Directions: Which lines in the items below contain the string "cabin"? Show each of those lines in full.

Listed records:
'''

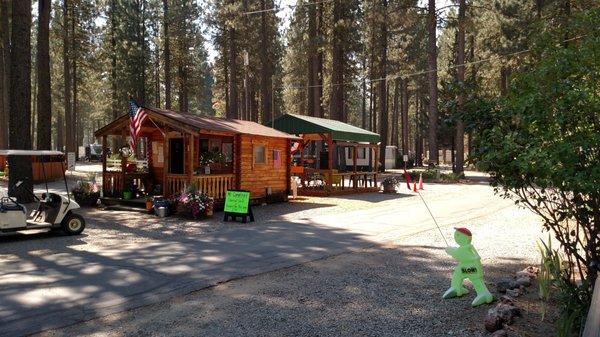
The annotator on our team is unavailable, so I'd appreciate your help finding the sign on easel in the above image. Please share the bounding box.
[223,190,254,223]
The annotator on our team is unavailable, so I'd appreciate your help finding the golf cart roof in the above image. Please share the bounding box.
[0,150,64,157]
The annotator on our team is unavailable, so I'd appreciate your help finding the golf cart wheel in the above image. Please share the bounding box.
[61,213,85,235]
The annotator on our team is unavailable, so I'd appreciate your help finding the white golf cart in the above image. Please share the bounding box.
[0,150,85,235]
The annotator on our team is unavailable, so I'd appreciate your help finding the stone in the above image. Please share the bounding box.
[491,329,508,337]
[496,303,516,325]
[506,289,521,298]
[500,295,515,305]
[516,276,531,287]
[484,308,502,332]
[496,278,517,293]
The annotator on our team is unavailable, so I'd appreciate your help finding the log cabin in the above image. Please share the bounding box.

'''
'''

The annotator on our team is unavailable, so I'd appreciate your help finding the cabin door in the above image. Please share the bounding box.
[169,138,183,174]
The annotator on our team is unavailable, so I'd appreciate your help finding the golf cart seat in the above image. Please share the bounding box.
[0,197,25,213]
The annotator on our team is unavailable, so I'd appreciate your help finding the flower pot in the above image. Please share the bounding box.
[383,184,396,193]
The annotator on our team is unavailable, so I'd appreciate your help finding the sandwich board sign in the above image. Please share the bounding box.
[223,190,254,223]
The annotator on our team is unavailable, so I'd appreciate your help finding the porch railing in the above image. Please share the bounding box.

'''

Result below:
The annotator on our team is unavailable, so I'd appreciate your help finding the log cabin in the above image. Please share the bounding box.
The annotator on our team is unavailable, so I'd appreciate your help finding the cabin door in the above image. Please share the bounding box.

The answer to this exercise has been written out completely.